Convert the lines of the items below into a JSON list of strings, one string per line, with blank lines left out. Omit the pictures.

[Records from a collection]
━━━━━━━━━━
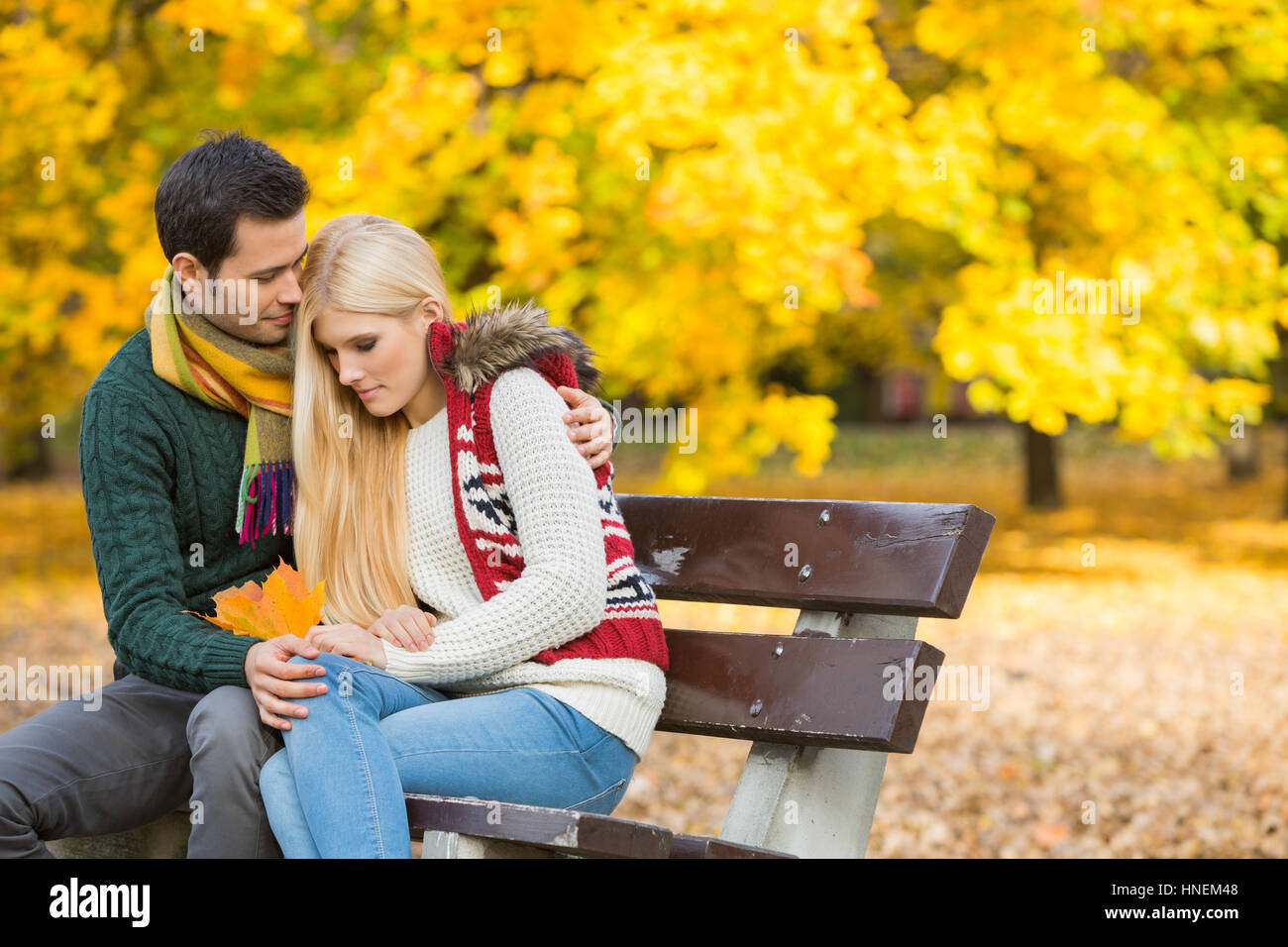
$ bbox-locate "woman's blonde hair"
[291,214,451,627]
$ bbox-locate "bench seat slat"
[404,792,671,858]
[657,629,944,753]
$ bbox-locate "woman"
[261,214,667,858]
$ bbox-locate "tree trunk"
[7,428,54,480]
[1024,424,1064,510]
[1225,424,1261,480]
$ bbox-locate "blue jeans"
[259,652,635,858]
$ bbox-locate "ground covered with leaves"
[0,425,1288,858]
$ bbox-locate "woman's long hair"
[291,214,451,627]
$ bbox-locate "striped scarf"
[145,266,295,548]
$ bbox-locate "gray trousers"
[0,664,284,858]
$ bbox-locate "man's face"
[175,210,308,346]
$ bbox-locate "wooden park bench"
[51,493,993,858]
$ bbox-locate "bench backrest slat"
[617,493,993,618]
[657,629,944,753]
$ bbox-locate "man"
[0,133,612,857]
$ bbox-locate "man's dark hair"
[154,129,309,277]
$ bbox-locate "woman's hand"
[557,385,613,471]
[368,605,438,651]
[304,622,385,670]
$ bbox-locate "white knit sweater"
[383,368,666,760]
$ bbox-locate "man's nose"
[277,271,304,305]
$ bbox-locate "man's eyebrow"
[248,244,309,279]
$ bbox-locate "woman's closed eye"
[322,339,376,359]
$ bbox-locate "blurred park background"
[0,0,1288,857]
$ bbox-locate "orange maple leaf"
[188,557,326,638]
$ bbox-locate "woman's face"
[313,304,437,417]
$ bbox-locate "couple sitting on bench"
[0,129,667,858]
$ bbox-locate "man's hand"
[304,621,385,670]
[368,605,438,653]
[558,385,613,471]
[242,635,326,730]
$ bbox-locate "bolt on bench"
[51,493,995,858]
━━━━━━━━━━
— WORKED ANSWER —
[
  "$ bbox-locate \"woman's blonde hair\"",
  "[291,214,451,627]",
  "$ bbox-locate \"bench seat slat\"",
  "[404,792,671,858]",
  "[657,629,944,753]",
  "$ bbox-locate \"woman\"",
  "[261,214,667,858]",
  "$ bbox-locate \"tree trunk\"",
  "[7,428,54,480]",
  "[1024,424,1064,510]",
  "[1225,424,1261,480]",
  "$ bbox-locate \"blue jeans\"",
  "[259,652,635,858]",
  "$ bbox-locate \"ground covered with leaves\"",
  "[0,425,1288,858]",
  "$ bbox-locate \"woman's long hair\"",
  "[291,214,451,627]",
  "$ bbox-locate \"striped scarf\"",
  "[145,266,295,548]",
  "$ bbox-locate \"gray trousers\"",
  "[0,664,284,858]",
  "$ bbox-locate \"man's face\"",
  "[175,210,308,346]",
  "$ bbox-locate \"wooden park bench\"",
  "[51,493,993,858]",
  "$ bbox-locate \"bench backrest slat\"",
  "[617,493,993,618]",
  "[657,629,944,753]",
  "$ bbox-locate \"man\"",
  "[0,133,612,857]",
  "$ bbox-locate \"man's dark hair\"",
  "[154,129,309,277]",
  "$ bbox-locate \"woman's hand\"",
  "[557,385,613,471]",
  "[368,605,438,651]",
  "[304,622,385,670]",
  "$ bbox-locate \"white knit sweater\"",
  "[383,368,666,760]",
  "$ bbox-locate \"man's nose\"",
  "[277,271,304,305]",
  "$ bbox-locate \"man's eyebrow\"",
  "[248,244,309,279]",
  "$ bbox-locate \"woman's closed eye\"",
  "[322,339,376,359]",
  "$ bbox-locate \"blurred park background\"",
  "[0,0,1288,857]",
  "$ bbox-locate \"orange maple leaf\"",
  "[188,557,326,638]",
  "$ bbox-locate \"woman's face\"",
  "[313,304,437,417]",
  "$ bbox-locate \"couple sitting on bench\"",
  "[0,129,667,858]",
  "$ bbox-locate \"man's hand\"",
  "[304,621,385,670]",
  "[368,605,438,653]",
  "[558,385,613,471]",
  "[242,635,326,730]",
  "$ bbox-locate \"bolt on bench\"",
  "[51,493,995,858]"
]